## START Records shown

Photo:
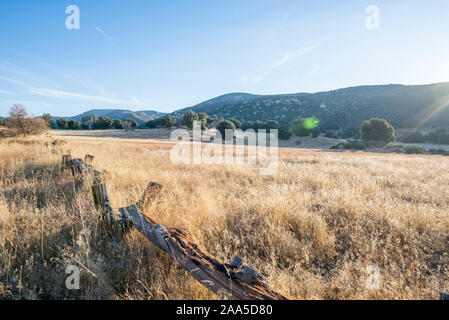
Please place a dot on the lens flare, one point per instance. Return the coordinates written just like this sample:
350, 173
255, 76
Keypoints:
311, 123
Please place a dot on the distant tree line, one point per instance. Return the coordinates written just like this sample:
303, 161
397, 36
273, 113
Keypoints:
19, 123
89, 122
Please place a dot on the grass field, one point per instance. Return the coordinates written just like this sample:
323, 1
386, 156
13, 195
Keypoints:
312, 229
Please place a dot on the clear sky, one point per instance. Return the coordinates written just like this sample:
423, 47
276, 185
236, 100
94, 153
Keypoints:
165, 55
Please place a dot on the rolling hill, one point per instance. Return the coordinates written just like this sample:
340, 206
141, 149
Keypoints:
402, 105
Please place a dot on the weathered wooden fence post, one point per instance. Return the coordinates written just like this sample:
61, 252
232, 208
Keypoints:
114, 221
66, 160
228, 281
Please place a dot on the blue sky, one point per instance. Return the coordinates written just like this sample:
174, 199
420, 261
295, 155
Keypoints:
165, 55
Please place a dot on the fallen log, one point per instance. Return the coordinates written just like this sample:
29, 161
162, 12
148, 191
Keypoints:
229, 281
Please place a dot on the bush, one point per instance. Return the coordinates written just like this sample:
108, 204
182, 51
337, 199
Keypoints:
350, 145
355, 145
104, 123
19, 124
188, 118
377, 130
223, 126
74, 125
299, 129
284, 133
118, 124
413, 137
49, 119
272, 124
62, 123
414, 150
168, 121
439, 151
439, 136
352, 133
236, 122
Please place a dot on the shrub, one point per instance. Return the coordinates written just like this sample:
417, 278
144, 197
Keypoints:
118, 124
377, 130
284, 133
272, 124
103, 122
414, 150
439, 151
20, 124
355, 145
131, 121
299, 129
439, 136
188, 118
49, 119
223, 126
74, 125
236, 122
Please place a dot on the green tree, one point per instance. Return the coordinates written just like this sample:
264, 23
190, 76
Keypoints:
248, 125
73, 125
377, 130
188, 118
223, 126
272, 124
117, 124
284, 133
104, 122
152, 124
236, 122
131, 121
204, 118
315, 132
88, 121
168, 121
50, 120
259, 125
62, 123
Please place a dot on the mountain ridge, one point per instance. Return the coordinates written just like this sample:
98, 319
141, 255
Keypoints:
404, 106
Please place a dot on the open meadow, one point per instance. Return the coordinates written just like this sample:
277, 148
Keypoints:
313, 230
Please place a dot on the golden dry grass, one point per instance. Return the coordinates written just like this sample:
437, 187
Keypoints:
312, 229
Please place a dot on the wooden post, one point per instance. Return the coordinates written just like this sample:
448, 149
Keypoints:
149, 195
103, 204
66, 160
88, 158
229, 281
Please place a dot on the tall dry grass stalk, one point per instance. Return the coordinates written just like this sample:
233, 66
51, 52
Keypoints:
312, 229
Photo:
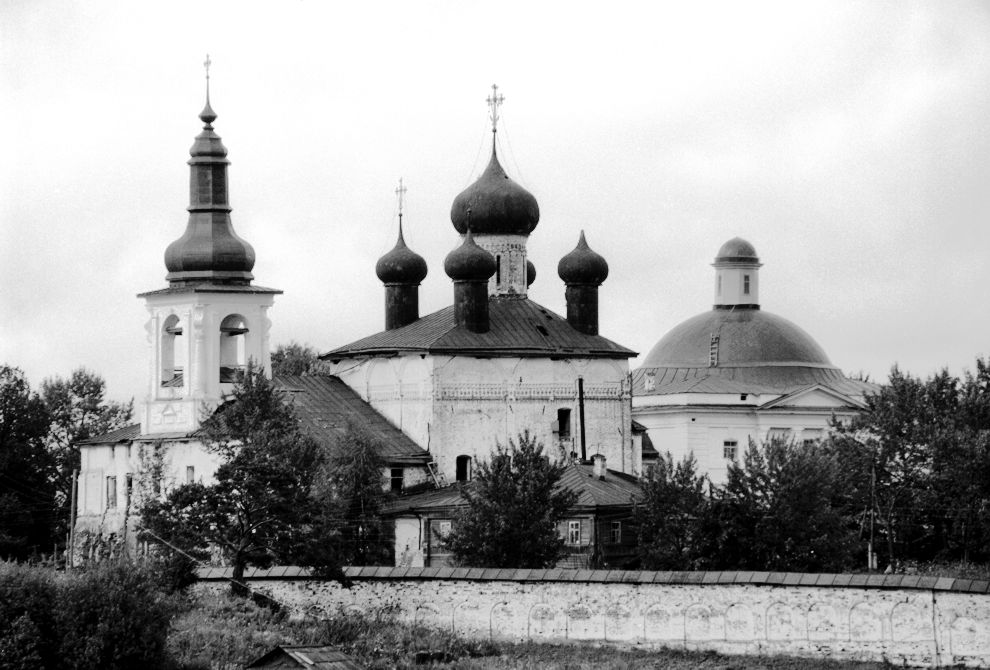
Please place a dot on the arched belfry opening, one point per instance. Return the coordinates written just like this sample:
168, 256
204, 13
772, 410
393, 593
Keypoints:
233, 348
173, 353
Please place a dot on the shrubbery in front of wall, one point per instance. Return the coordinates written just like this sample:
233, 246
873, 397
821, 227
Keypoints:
111, 616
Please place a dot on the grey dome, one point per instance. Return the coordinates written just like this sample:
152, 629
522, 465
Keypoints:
747, 338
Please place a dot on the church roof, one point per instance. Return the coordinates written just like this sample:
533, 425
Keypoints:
617, 489
327, 407
519, 327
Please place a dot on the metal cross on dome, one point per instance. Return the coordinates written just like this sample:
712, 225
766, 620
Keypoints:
494, 102
401, 191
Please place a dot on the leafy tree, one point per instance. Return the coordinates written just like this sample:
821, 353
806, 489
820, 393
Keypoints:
671, 515
261, 508
294, 359
28, 509
78, 410
356, 496
784, 508
513, 506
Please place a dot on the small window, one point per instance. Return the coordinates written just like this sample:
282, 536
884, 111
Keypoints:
111, 492
463, 473
730, 450
564, 422
615, 532
573, 532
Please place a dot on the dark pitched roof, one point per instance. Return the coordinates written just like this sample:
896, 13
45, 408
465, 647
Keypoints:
326, 407
318, 658
123, 434
519, 327
617, 489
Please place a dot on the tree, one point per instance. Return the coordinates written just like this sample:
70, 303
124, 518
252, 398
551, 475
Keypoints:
512, 509
261, 508
356, 496
78, 410
785, 508
671, 515
28, 508
294, 359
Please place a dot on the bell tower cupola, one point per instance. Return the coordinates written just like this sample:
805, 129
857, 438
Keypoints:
210, 323
737, 276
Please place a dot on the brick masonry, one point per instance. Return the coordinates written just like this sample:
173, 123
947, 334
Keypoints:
905, 619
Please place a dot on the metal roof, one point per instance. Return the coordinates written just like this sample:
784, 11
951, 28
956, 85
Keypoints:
617, 489
519, 327
327, 407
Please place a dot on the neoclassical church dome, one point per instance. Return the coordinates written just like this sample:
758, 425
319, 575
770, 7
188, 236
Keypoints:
736, 343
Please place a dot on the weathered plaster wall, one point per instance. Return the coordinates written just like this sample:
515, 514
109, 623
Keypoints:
907, 620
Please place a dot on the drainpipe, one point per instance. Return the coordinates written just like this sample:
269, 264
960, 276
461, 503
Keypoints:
584, 453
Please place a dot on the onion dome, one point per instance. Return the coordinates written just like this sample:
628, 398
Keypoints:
401, 265
582, 265
497, 205
737, 250
469, 262
209, 250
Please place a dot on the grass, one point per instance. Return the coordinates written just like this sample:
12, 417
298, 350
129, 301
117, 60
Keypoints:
223, 633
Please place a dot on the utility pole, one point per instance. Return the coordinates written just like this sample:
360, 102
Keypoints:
69, 550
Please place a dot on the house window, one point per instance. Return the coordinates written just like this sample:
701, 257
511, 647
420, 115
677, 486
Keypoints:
573, 532
730, 450
111, 492
463, 473
564, 423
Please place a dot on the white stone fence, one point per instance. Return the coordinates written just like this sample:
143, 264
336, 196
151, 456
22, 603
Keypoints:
912, 620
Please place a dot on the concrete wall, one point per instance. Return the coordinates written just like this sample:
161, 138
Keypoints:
909, 620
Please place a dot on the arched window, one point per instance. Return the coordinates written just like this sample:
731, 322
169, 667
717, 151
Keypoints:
173, 352
463, 473
233, 353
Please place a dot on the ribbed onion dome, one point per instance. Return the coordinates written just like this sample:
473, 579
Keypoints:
497, 205
582, 266
401, 265
209, 249
469, 262
737, 250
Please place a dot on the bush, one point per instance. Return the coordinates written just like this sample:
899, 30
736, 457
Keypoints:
111, 616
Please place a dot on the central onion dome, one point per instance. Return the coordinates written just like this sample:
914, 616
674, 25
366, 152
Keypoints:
209, 249
582, 265
469, 262
401, 265
497, 205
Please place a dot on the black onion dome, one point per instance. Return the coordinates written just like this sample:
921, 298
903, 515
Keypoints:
469, 262
582, 266
497, 205
401, 265
209, 249
737, 250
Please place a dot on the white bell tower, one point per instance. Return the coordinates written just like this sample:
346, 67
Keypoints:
210, 322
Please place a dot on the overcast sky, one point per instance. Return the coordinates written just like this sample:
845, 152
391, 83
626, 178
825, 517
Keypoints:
846, 140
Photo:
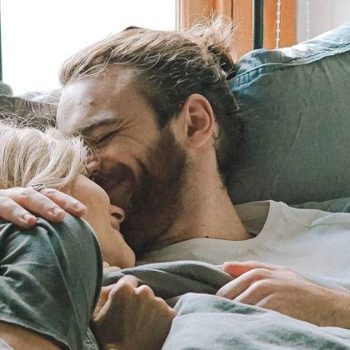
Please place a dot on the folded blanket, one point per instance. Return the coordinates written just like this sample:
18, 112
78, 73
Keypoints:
205, 321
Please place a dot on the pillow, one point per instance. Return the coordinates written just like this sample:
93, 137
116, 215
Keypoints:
295, 105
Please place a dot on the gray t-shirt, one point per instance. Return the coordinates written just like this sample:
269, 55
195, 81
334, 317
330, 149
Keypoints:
50, 279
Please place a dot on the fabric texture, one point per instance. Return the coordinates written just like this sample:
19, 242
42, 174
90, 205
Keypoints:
50, 279
206, 322
295, 106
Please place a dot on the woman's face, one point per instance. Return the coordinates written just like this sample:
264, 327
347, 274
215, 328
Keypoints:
105, 220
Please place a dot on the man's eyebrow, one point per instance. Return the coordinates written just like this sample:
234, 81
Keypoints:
96, 122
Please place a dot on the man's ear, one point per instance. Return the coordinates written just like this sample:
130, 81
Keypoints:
197, 121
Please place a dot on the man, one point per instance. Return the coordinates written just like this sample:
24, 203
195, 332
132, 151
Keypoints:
157, 109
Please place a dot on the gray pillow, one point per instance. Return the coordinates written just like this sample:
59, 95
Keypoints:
296, 108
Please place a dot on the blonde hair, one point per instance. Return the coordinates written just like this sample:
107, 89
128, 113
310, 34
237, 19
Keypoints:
29, 156
168, 67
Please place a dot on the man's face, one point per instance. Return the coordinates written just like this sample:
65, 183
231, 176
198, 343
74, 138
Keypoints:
140, 167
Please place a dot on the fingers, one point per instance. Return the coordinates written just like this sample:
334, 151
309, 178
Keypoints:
236, 268
11, 211
18, 205
64, 201
239, 285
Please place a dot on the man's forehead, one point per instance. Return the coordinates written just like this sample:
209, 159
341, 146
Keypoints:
86, 105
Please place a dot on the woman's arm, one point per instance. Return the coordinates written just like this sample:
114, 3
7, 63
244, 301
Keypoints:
129, 317
20, 338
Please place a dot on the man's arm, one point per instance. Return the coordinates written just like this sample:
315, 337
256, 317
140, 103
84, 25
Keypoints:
18, 205
280, 289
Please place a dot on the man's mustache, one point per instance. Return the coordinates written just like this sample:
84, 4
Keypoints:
112, 177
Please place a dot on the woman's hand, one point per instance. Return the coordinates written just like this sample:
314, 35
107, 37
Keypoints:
128, 317
18, 205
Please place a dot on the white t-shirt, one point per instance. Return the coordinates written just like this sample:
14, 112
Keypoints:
314, 243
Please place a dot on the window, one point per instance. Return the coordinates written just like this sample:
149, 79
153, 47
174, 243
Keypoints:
38, 35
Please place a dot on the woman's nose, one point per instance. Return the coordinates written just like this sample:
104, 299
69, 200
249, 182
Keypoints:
118, 213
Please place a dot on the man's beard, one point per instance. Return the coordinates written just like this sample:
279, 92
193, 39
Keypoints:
154, 205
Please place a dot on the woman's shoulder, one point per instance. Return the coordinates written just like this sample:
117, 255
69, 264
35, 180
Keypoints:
71, 229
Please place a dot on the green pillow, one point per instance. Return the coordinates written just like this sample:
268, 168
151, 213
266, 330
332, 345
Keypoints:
296, 108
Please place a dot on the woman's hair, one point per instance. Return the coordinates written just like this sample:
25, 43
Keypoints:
29, 156
169, 66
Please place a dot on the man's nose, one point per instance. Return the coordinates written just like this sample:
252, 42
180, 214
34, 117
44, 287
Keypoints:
118, 213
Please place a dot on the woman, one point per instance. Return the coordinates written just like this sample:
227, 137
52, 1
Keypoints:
50, 277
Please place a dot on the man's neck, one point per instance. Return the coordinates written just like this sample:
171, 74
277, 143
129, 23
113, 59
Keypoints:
205, 211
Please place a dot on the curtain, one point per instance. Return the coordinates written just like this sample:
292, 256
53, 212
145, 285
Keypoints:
240, 11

## END Records shown

[Exercise objective]: Send back exactly the lines from the line with "Please place a dot on the white t-shirt, one" through the end of the records.

[Exercise result]:
Please place a dot on the white t-shirt, one point per instance. Return the coordinates written just like this sample:
14, 112
Keypoints:
314, 243
Please place a dot on the window, one point per instance. Return the coordinates written just like this sample:
149, 79
153, 47
174, 243
Keypoints:
38, 35
Please place a dot on the woman's nose, one point per instance. Return the coordinates written just like this sample:
104, 299
69, 200
249, 182
Keypoints:
118, 213
Please place a dot on the man's beard, one point per instance. Return the coordinates written just like this sample:
279, 92
193, 39
Keypoints:
154, 205
Please place a dot on the woman's shoulder, one point per instance. Return the coordinates written just like this sample:
117, 255
69, 264
35, 180
Keypoints:
71, 229
Please place a dot on the green pillow, one point per instance. Return the coordinates written just like this sample:
268, 168
151, 213
266, 330
332, 345
Keypoints:
296, 108
Please place a dot on the woman's hair, one point per instance. Return the coordinates written just like this sample:
25, 43
Keypoints:
29, 156
169, 66
Please place a dot on the man's nose, one point per instance. Return the coordinates written just like this sample:
252, 42
180, 214
34, 117
44, 287
Keypoints:
118, 213
Please place a dot on the woman, one point per instance. Return the coordinates written just like this sample:
227, 137
52, 1
Keypoints:
50, 277
Please place a dot on the man's neck, one point per instance. Return the coordinates written just like this sample:
171, 74
277, 143
129, 23
113, 59
Keypoints:
205, 211
Please place a dot on the curtain, one point per instance. Return the coordinates written just like this sample:
292, 256
53, 212
145, 285
Keypoints:
240, 11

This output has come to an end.